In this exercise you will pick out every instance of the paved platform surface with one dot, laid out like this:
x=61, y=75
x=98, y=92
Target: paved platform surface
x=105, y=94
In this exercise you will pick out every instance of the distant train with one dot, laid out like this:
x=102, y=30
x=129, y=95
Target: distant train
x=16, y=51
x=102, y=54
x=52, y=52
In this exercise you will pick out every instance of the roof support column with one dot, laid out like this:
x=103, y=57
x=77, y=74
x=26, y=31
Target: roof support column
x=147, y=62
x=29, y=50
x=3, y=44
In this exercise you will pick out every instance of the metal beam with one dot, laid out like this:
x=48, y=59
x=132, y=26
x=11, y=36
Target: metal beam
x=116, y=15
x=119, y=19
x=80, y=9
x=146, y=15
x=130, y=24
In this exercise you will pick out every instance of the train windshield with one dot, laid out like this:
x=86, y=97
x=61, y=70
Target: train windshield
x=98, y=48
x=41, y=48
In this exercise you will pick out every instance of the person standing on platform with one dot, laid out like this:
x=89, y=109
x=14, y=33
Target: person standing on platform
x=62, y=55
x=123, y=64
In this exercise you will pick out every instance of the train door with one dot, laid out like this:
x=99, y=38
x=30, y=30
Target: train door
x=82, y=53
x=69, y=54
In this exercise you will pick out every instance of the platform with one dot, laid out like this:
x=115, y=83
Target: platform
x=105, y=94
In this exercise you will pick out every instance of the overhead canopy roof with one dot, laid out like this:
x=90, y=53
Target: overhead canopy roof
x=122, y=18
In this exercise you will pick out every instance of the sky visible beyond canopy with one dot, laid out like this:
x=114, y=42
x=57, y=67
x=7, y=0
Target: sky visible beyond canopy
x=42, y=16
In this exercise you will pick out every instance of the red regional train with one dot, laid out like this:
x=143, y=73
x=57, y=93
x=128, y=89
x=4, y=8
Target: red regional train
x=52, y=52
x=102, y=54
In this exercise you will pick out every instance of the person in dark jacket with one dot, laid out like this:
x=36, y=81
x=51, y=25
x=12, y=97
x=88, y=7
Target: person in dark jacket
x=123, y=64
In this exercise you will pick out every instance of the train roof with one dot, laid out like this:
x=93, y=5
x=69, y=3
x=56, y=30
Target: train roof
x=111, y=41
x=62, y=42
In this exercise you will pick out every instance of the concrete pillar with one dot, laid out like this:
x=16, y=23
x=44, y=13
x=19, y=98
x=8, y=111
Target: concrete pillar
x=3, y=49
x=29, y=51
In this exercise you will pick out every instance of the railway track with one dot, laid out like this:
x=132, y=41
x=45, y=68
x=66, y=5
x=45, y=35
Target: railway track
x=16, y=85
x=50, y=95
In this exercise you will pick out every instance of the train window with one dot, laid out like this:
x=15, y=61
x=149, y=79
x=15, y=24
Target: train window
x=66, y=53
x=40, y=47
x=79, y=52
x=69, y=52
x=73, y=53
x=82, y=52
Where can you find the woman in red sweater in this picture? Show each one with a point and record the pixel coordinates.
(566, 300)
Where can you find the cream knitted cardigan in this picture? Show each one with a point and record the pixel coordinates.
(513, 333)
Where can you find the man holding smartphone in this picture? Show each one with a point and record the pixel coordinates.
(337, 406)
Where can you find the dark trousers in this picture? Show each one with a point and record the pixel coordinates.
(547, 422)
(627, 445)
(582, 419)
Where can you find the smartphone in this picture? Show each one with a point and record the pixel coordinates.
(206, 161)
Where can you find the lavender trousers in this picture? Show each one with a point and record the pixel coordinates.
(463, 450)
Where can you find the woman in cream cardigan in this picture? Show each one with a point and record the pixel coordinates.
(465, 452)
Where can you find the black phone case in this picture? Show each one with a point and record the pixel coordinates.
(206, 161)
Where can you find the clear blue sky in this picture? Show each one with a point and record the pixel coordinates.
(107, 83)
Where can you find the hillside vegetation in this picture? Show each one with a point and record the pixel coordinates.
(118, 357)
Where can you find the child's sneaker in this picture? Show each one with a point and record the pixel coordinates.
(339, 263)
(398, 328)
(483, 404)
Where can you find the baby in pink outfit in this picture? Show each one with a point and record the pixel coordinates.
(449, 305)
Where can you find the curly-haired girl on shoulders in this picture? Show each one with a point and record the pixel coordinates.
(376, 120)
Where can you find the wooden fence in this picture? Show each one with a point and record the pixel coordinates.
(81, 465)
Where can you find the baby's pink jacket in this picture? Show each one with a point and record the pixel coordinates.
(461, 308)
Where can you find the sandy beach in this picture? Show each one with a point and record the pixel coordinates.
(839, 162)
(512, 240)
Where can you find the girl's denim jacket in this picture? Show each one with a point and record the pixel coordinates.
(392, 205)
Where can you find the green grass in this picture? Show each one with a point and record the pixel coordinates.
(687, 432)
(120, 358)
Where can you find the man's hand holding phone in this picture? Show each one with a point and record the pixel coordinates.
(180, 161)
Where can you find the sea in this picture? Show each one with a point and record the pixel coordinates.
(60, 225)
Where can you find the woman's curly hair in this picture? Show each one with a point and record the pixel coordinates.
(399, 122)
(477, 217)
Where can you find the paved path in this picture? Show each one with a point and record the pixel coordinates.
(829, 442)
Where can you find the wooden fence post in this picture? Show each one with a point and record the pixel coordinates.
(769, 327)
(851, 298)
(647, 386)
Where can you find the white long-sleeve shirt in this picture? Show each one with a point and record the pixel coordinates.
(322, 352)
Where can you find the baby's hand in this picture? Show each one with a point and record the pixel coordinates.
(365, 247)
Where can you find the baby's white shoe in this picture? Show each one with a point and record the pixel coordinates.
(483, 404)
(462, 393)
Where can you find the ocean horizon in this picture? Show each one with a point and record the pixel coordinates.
- - - - -
> [Exercise instructions]: Write out the whole listing again, keeping every character as it is.

> [Answer to the exercise]:
In this exercise you will pick out every instance of the paved platform surface with one dot, laid out like this:
x=61, y=75
x=98, y=92
Target: paved platform surface
x=105, y=94
In this exercise you will pick out every instance of the distant train with one dot, laid out like this:
x=102, y=30
x=129, y=95
Target: distant train
x=16, y=51
x=102, y=54
x=52, y=52
In this exercise you will pick out every instance of the roof support column with one dot, laid out like this:
x=103, y=57
x=77, y=74
x=26, y=31
Target: roof support column
x=147, y=62
x=29, y=50
x=3, y=44
In this exercise you will pick out every instance of the metal beam with one dot, laid out like this:
x=48, y=59
x=132, y=26
x=11, y=36
Target: metal beam
x=116, y=15
x=119, y=19
x=80, y=9
x=146, y=15
x=130, y=24
In this exercise you will pick out every instance of the train windshield with one dot, laid out like this:
x=86, y=97
x=61, y=70
Target: train windshield
x=98, y=48
x=41, y=48
In this exercise you will pick out every instance of the person standing on platform with one dot, laid out like this:
x=89, y=109
x=14, y=33
Target: person standing on platform
x=62, y=55
x=123, y=64
In this exercise you will pick out every instance of the train door with one dot, laid out like this:
x=99, y=38
x=30, y=30
Target: train door
x=82, y=53
x=69, y=54
In this exercise you will pick out every instance of the platform with one dot, laid out like this:
x=115, y=83
Target: platform
x=105, y=94
In this exercise you will pick out every instance of the overhead canopy roof with one dot, laid out like this:
x=90, y=53
Target: overhead canopy roof
x=122, y=18
In this exercise you will pick out every instance of the sky visible beyond canopy with one dot, laid out like this:
x=114, y=42
x=57, y=67
x=7, y=0
Target: sky visible beyond canopy
x=42, y=16
In this exercise you will pick out every instance of the red regional train with one dot, laid out like this:
x=143, y=73
x=57, y=93
x=128, y=89
x=4, y=8
Target: red regional train
x=52, y=52
x=102, y=54
In this exercise you will pick out every instance of the person in dark jacket with one dot, laid out like this:
x=36, y=81
x=51, y=25
x=12, y=97
x=88, y=7
Target: person in dark jacket
x=123, y=64
In this exercise you will pick out every instance of the train roof with one dot, laid out like this:
x=93, y=5
x=69, y=3
x=56, y=30
Target: train roof
x=111, y=41
x=62, y=42
In this exercise you will pick out every instance of the concrete pillar with one dot, laid out like this:
x=16, y=23
x=44, y=13
x=19, y=98
x=8, y=111
Target: concrete pillar
x=3, y=49
x=29, y=51
In this exercise you will pick out every instance of the railway track with one dot, laid out like this:
x=132, y=41
x=45, y=68
x=66, y=5
x=45, y=35
Target: railway track
x=16, y=85
x=50, y=95
In this exercise you will pick out every instance of the train window with one dot, laid out like this:
x=15, y=61
x=149, y=79
x=15, y=24
Target: train window
x=66, y=53
x=40, y=47
x=79, y=52
x=69, y=52
x=73, y=53
x=82, y=52
Where can you find the woman in red sweater in this picture? Show each one with a point and record the pixel coordinates.
(566, 300)
Where can you find the cream knitted cardigan in this picture? Show each one with a point and record the pixel coordinates.
(513, 333)
Where can you find the man holding smartphone in this picture? Show each one with a point and record the pixel coordinates.
(337, 406)
Where can you find the dark trousers in this picture? Show each one with a point and record the pixel coordinates.
(547, 422)
(627, 445)
(582, 419)
Where can you find the smartphone in this picture? Show each one with a point and record the pixel coordinates.
(206, 161)
Where can you find the lavender trousers in this picture? Show each one with a point and record the pixel coordinates.
(463, 450)
Where can you find the woman in cream cardigan in this picture? Show each one with a point and record the pixel coordinates.
(465, 452)
Where can you find the black phone case in this picture? Show each one with a point and record the pixel coordinates.
(206, 161)
Where can you find the clear blue sky in this picture? Show each one with a point and record the pixel coordinates.
(107, 83)
Where can you find the hillside vegetation in this picture? Show each one with a point and record the pixel coordinates.
(118, 357)
Where can you find the child's sneaker in this picture? Show each one with a point and record the pixel coordinates.
(339, 263)
(398, 328)
(483, 404)
Where can you find the baby in pink outfit in this picture? Show each one with a point and record the pixel coordinates.
(449, 305)
Where can you find the curly-haired girl on shoulders in this picture? Show each one with a point and record the pixel coordinates.
(376, 120)
Where can you find the wooden fence in this picture? Show each one with a point and record the pixel coordinates.
(81, 465)
Where can you find the baby's pink jacket in this picture? Show each one with a point and record the pixel coordinates.
(461, 308)
Where can you find the sandy beach in this picture? Show each one with a point and record the pixel coordinates.
(839, 162)
(512, 240)
Where can you find the girl's denim jacket in this picture? Show each one with a point and record the pixel coordinates.
(392, 205)
Where can you find the green grass in this picture? Show each one with a point and record the pixel coordinates.
(687, 432)
(120, 358)
Where can you find the man's hand holding phone in this picture? Show each one with a point and record the pixel coordinates.
(180, 161)
Where can you find the sea in this picture? Show each one with a point and record the pixel coordinates.
(60, 225)
Where can you find the woman's curly hair in this picture? Show each one with a point and record the pixel coordinates.
(399, 122)
(477, 217)
Where can you find the paved path in this picture? Show each one with a point and record the pixel coordinates.
(829, 442)
Where can you find the wooden fence post in this picture? Show each one with a point and record the pixel coordinates.
(769, 327)
(851, 298)
(647, 386)
Where can you find the white long-sleeve shirt in this picture? Show each one with a point and record the pixel coordinates.
(322, 352)
Where can you find the baby's hand in this picture? Show each one with a point and record the pixel coordinates.
(365, 247)
Where can you find the baby's white shoe in this picture? Show each one with a point and record the pixel coordinates.
(483, 404)
(462, 393)
Where can you find the ocean horizon in this picture? Show each one with a point and record the pixel coordinates.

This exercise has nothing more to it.